**TASK BRIEF:**
Reproduce every line of the data, exactly and without its pictures.

**TASK MATERIAL:**
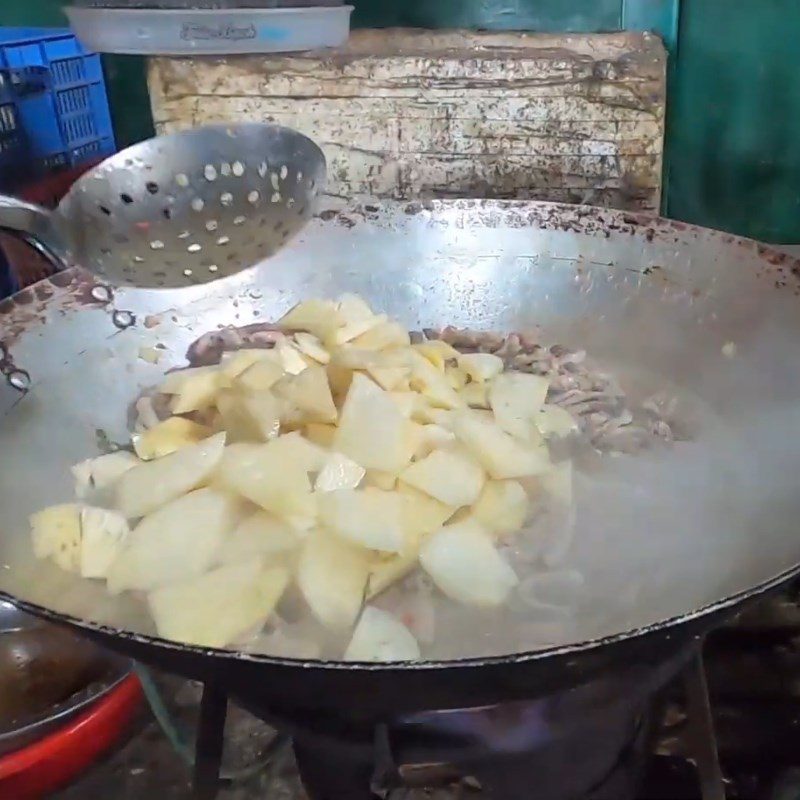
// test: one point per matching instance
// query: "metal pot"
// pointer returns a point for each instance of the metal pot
(48, 675)
(701, 309)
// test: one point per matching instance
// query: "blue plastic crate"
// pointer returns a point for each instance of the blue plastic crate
(60, 96)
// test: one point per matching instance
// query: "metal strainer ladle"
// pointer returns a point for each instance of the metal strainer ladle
(182, 209)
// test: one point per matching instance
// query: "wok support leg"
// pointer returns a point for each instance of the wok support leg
(209, 742)
(701, 730)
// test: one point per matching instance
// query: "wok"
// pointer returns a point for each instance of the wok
(702, 309)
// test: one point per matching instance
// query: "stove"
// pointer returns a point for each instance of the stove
(637, 736)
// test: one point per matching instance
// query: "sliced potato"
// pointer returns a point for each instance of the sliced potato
(358, 318)
(178, 541)
(456, 377)
(476, 395)
(389, 378)
(463, 562)
(249, 416)
(292, 360)
(383, 336)
(368, 517)
(305, 515)
(339, 472)
(433, 437)
(381, 637)
(294, 448)
(501, 455)
(553, 420)
(310, 346)
(433, 384)
(56, 534)
(320, 434)
(332, 577)
(380, 480)
(310, 392)
(438, 352)
(422, 513)
(216, 609)
(339, 378)
(502, 507)
(96, 474)
(235, 364)
(387, 569)
(152, 484)
(103, 537)
(192, 389)
(406, 402)
(320, 317)
(261, 376)
(515, 398)
(259, 535)
(450, 476)
(168, 436)
(271, 477)
(175, 382)
(372, 431)
(481, 367)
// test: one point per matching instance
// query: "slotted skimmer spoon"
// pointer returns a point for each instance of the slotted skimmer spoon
(182, 209)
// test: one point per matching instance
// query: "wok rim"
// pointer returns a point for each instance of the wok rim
(522, 658)
(592, 221)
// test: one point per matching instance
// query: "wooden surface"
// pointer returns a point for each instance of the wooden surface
(405, 114)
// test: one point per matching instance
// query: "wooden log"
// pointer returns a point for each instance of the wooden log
(405, 114)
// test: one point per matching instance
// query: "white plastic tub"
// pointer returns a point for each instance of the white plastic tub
(181, 32)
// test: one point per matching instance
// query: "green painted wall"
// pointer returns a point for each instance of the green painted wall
(734, 127)
(733, 134)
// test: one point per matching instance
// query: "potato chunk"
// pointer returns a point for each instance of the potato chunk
(464, 564)
(216, 609)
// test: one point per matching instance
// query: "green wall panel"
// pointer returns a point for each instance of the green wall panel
(733, 133)
(734, 124)
(543, 15)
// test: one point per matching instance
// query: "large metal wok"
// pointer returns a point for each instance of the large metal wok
(705, 310)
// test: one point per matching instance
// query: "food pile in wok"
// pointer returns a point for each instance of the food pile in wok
(303, 497)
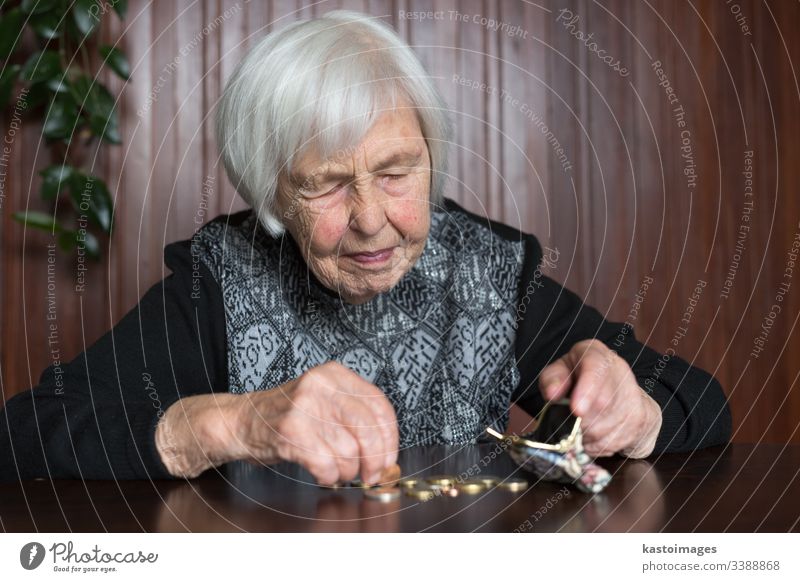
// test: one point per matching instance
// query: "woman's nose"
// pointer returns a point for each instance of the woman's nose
(368, 214)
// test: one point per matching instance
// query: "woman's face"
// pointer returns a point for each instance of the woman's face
(361, 217)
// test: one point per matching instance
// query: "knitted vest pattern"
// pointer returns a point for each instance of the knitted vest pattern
(440, 343)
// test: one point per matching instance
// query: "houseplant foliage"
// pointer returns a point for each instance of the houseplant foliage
(76, 109)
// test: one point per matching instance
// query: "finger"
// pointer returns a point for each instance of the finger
(385, 415)
(318, 458)
(359, 420)
(555, 380)
(590, 394)
(345, 450)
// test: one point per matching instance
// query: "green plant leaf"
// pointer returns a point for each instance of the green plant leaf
(90, 196)
(37, 6)
(40, 220)
(57, 84)
(80, 88)
(120, 7)
(7, 78)
(47, 25)
(10, 31)
(67, 240)
(41, 66)
(37, 94)
(90, 244)
(61, 120)
(86, 14)
(56, 178)
(116, 60)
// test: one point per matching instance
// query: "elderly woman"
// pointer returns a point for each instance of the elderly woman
(353, 310)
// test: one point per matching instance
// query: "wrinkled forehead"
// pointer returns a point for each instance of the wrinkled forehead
(395, 137)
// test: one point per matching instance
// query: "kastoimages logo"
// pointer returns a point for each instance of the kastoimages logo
(31, 555)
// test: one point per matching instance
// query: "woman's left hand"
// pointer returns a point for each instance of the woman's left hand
(617, 415)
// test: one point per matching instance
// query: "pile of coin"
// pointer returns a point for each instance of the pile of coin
(426, 488)
(391, 486)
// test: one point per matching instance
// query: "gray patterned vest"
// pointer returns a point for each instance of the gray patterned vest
(440, 344)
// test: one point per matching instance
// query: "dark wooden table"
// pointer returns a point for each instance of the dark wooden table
(742, 488)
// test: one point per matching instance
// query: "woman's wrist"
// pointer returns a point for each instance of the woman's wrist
(199, 432)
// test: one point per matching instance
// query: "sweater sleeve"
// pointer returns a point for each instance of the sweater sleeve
(95, 417)
(552, 319)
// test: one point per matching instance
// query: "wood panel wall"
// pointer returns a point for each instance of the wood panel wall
(616, 203)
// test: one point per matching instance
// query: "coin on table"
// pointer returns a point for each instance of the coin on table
(441, 481)
(489, 480)
(471, 486)
(422, 493)
(407, 482)
(390, 475)
(513, 484)
(383, 494)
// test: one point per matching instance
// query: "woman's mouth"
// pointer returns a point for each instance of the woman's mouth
(372, 258)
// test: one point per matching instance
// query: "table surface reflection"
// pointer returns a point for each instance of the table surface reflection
(738, 488)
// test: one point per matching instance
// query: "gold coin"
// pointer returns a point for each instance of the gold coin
(488, 480)
(390, 475)
(513, 484)
(471, 487)
(382, 494)
(421, 494)
(407, 482)
(443, 481)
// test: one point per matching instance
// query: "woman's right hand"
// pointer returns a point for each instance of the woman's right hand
(330, 420)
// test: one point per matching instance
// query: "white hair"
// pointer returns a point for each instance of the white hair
(320, 83)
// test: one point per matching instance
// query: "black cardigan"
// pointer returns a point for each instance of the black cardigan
(101, 425)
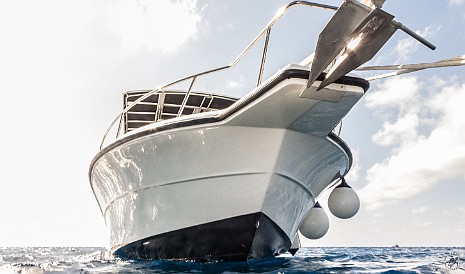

**RESPONSE:**
// test: one point per matching instance
// query: "metal pot"
// pointer returns a point for each instance of the metal pot
(48, 675)
(701, 309)
// test: one point per matching instance
// query: "blue plastic crate"
// pointer returns a point for each instance of the blue plastic crate
(60, 96)
// test: one point per matching instance
// query: "metal strainer ladle"
// pointer returns a point for each instance of the metal strainer ladle
(182, 209)
// test: one point per matching instance
// query: "wok support leg"
// pointer returns a point for each instance of the wok support leg
(209, 742)
(701, 730)
// test: one point per matching instance
// query: "wok"
// pointer returns a point for each instance of the wok
(702, 309)
// test: one point per matching instance
// query: "stove"
// pointer returns a point for each instance of the stove
(637, 736)
// test: one point per matching instance
// query: "sliced potato"
// pointer returns a point for each instance of the sliced potato
(358, 318)
(178, 541)
(456, 377)
(476, 395)
(389, 378)
(463, 562)
(249, 416)
(292, 360)
(383, 336)
(368, 517)
(305, 515)
(339, 472)
(433, 437)
(381, 637)
(294, 448)
(501, 455)
(553, 420)
(310, 346)
(433, 384)
(56, 534)
(320, 434)
(332, 577)
(380, 480)
(310, 392)
(438, 352)
(422, 513)
(216, 609)
(339, 378)
(502, 507)
(96, 474)
(235, 364)
(387, 569)
(152, 484)
(103, 537)
(192, 389)
(406, 402)
(320, 317)
(261, 376)
(515, 398)
(259, 535)
(450, 476)
(168, 436)
(271, 477)
(175, 382)
(372, 431)
(481, 367)
// test: one point per matching instance
// query: "slotted skimmer spoon"
// pointer returns a point for each instance of the slotted skimmer spoon
(182, 209)
// test: one point per matching instance
// query: "wok rim"
// pointer returns a point for each instance of the wok rim
(522, 658)
(592, 221)
// test: one point per matching instance
// query: "wooden surface"
// pointer returns a point for each instance of the wooden surface
(405, 114)
// test: one point per matching instance
// query: "wooden log"
// pointer returns a point for each instance of the wooden log
(405, 114)
// test: one point per matching instance
// query: "white plastic tub"
// pointer returns a point for each instance of the white plastic tub
(181, 32)
// test: one point per matching instance
// query: "green painted wall"
// pointer returns a point for each instance of the green painted wall
(734, 127)
(733, 134)
// test: one point per matching instance
// query: "potato chunk"
// pointer returns a point for each instance of the potato chunk
(464, 564)
(216, 609)
// test: one point per matching instance
// query: "green wall panel"
// pointer returns a point for each instance of the green wall panel
(733, 133)
(734, 124)
(543, 15)
// test: one point per matching instance
// query: "large metal wok"
// pointer returns a point for each instance of the large metal wok
(705, 310)
// test: one point per matching instance
// query: "food pile in wok"
// pointer returns a point for each instance of the food pile in wok
(303, 497)
// test: one point per matching instance
// query: "woman's nose"
// pointer returns a point for each instance of the woman's nose
(368, 214)
// test: one point per matching instance
// query: "woman's face"
// pointer returns a point for each instance of the woman's face
(361, 217)
// test: one point per matching instance
// query: "knitted vest pattern"
// pointer returns a point for each instance of the knitted vest pattern
(440, 343)
// test: one point per matching instance
// query: "houseplant foliage"
// pointer returns a point for each instance of the houseplant foliage
(76, 109)
// test: one point per matching instance
// query: "finger"
// pointer returns a point for each instance of the finger
(385, 415)
(318, 458)
(359, 420)
(555, 380)
(590, 394)
(345, 450)
// test: one point per matching instance
// query: "green plant leaf"
// pointer returns a point for each instance of the green plant leaf
(90, 196)
(37, 6)
(40, 220)
(57, 84)
(80, 88)
(120, 7)
(7, 78)
(47, 25)
(10, 31)
(67, 240)
(41, 66)
(37, 94)
(90, 244)
(61, 120)
(86, 14)
(56, 178)
(116, 60)
// test: one point per matching instance
// query: "elderly woman"
// pointer returns a point for each instance of the elderly woman
(353, 310)
// test: one point per matching instance
// query: "wrinkled forehead"
// pointer returns a point for each instance of the wrinkled forehead
(395, 137)
// test: one point per matching instance
// query: "kastoimages logo"
// pointer returns a point for each instance of the kastoimages logo
(31, 555)
// test: one point per matching instance
// query: "woman's left hand"
// pointer returns a point for each instance of the woman's left hand
(617, 415)
// test: one point per matching instance
// query: "pile of coin"
// pointer returns a point for each instance of the pile of coin
(426, 488)
(391, 486)
// test: one point per matching instance
// query: "gray patterned vest"
// pointer returns a point for each instance of the gray patterned vest
(440, 344)
// test: one point per matching instance
// query: "dark wooden table"
// pointer returns a point for each instance of the dark wooden table
(742, 488)
// test: one point per matching instance
// query: "woman's wrist"
// pointer returns a point for each instance of the woman's wrist
(199, 432)
// test: one point per matching instance
// query: "sweater sleeve"
// pointer returns a point for each instance of the sweater sleeve
(95, 417)
(552, 319)
// test: one point per matching instance
// query: "wood panel wall"
// pointer returns a point for each instance of the wood panel wall
(616, 203)
// test: one point per matching instance
// query: "coin on table"
// pointer returns a point for each instance of the coin on table
(441, 481)
(489, 480)
(471, 486)
(422, 493)
(407, 482)
(390, 475)
(513, 484)
(383, 494)
// test: one point per matching instance
// query: "woman's mouth"
// pointer returns a point for each instance of the woman's mouth
(372, 258)
// test: one point per matching instance
// query: "table surface reflection"
// pointer returns a point for each instance of the table surface reflection
(738, 488)
// test: one point per matching instance
// query: "gold coin"
// pointer returns a point for each instance of the gold coin
(488, 480)
(390, 475)
(513, 484)
(471, 487)
(382, 494)
(421, 494)
(407, 482)
(443, 481)
// test: one point per matching instance
// query: "woman's right hand"
// pointer returns a point for each instance of the woman's right hand
(330, 420)
// test: one point per matching instance
// query: "white hair"
// pointer returns a point for each instance of the white hair
(320, 83)
// test: one point per matching instance
// query: "black cardigan"
// pointer returns a point for each instance of the black cardigan
(101, 425)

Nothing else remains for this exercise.